◆ **Challenge**
Copy the data unchanged, starting at the line containing "<item>grilled watermelon cube</item>" and ending at the line containing "M450 239L438 268L397", with both of those lines included.

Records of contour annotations
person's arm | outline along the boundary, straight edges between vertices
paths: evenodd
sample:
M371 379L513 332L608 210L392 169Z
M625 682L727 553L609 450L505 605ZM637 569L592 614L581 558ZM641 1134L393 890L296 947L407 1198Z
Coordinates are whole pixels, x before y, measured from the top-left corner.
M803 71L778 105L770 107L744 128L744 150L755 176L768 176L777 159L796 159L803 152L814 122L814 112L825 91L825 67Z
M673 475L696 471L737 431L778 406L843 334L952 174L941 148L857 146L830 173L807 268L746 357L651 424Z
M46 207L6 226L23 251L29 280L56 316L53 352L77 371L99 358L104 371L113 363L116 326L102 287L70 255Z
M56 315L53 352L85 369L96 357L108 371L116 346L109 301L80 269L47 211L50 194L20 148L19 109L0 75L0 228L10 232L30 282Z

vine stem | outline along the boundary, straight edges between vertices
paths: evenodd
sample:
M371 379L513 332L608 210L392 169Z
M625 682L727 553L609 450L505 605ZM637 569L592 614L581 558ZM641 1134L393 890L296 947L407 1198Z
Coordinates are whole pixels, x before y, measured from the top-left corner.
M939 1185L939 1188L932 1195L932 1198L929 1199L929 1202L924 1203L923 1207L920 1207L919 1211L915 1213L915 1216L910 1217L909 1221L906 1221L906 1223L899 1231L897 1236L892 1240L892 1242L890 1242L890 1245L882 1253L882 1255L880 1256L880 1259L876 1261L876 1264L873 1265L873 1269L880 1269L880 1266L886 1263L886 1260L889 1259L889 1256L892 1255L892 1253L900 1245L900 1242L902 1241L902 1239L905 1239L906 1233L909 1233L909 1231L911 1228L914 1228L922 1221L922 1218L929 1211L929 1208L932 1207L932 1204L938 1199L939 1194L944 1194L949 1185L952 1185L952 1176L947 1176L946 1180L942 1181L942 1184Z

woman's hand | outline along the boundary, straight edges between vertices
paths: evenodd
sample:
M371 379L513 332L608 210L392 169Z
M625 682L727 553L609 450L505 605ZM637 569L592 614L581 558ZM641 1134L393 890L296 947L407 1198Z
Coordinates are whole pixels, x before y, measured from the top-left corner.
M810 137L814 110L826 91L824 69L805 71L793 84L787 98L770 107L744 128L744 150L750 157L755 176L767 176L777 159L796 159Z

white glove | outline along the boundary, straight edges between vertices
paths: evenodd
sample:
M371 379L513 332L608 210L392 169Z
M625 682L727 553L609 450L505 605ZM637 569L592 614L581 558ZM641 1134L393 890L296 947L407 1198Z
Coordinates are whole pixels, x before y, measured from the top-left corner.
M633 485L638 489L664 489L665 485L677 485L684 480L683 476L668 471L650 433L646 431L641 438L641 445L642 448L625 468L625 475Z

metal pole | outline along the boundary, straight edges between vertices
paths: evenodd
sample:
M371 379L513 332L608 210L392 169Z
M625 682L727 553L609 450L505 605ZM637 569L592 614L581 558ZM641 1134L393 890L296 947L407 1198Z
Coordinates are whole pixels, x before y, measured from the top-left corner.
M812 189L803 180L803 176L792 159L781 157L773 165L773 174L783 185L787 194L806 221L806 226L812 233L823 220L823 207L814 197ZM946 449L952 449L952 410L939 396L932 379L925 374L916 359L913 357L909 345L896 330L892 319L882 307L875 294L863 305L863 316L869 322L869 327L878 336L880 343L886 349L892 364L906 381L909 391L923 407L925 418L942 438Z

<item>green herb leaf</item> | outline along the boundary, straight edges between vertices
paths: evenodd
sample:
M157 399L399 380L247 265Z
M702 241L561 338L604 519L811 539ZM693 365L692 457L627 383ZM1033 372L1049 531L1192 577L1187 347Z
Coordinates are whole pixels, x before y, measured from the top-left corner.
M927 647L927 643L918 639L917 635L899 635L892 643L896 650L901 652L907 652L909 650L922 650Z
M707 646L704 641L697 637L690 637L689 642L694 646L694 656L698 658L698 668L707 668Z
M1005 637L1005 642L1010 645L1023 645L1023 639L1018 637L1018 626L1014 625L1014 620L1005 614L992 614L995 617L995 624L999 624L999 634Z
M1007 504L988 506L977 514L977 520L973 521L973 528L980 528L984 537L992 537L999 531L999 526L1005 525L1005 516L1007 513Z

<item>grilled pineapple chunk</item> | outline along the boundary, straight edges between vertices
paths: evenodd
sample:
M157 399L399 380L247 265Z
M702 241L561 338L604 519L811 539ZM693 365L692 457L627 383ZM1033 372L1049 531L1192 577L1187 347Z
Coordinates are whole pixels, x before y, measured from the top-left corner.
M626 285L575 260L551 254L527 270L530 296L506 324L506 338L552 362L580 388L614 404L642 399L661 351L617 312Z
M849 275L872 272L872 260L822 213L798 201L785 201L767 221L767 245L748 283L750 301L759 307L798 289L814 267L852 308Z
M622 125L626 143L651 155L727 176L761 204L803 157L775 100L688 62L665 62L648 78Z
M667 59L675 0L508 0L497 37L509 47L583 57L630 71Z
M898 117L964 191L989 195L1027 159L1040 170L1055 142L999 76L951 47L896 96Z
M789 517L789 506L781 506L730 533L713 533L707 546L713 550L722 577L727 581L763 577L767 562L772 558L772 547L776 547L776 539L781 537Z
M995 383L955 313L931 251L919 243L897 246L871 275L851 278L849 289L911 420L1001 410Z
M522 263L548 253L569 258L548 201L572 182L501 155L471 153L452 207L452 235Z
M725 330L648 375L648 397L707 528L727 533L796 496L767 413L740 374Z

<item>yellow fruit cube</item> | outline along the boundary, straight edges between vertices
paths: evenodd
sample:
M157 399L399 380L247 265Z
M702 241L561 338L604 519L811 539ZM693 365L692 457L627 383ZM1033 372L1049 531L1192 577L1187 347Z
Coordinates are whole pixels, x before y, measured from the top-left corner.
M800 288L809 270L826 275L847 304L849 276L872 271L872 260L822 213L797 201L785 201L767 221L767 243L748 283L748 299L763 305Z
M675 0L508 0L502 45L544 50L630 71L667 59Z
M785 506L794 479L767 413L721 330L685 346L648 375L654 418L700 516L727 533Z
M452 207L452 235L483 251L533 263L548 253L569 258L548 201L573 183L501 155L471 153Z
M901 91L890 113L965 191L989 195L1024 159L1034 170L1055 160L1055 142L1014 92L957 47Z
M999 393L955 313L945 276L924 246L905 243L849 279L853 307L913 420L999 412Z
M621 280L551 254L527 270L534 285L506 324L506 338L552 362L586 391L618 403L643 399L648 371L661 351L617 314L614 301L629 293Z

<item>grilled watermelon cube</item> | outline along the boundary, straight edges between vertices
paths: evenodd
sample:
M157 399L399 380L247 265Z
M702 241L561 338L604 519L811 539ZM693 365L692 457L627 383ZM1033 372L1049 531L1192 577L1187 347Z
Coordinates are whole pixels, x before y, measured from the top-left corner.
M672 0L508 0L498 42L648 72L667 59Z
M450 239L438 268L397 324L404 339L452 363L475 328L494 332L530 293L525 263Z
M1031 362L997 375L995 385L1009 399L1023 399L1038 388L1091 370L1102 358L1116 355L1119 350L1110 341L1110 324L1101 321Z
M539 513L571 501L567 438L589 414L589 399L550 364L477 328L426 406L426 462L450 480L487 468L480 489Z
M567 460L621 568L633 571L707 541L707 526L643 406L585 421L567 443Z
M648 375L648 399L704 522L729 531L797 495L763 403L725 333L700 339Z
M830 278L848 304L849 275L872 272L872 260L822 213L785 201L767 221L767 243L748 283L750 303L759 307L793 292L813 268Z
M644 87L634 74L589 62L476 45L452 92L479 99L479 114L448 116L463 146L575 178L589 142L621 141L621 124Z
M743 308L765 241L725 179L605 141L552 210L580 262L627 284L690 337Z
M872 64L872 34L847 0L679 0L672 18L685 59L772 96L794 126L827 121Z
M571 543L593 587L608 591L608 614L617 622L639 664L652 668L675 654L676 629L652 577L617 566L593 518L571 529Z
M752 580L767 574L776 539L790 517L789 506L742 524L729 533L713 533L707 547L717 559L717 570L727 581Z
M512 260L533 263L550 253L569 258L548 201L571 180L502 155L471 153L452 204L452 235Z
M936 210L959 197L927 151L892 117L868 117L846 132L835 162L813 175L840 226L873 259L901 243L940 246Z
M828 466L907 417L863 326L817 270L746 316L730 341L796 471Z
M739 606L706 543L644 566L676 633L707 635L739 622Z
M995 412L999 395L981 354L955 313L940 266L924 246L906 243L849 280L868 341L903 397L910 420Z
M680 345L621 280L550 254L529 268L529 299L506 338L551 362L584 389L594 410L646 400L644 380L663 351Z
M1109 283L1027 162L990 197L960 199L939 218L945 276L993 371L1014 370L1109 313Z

◆ **Full output**
<item>grilled watermelon cube</item> | outline along the boundary, straight edges between vertices
paths: evenodd
sample:
M157 399L399 380L247 265Z
M702 241L561 338L604 519L811 539ZM693 365L692 457L627 383ZM1033 372L1049 531L1192 577L1187 347Z
Coordinates are whole pixels, x before y, measured from the top-left corner.
M672 0L508 0L498 42L648 72L667 59Z
M450 239L438 268L397 324L404 339L452 363L475 328L494 332L530 293L525 263Z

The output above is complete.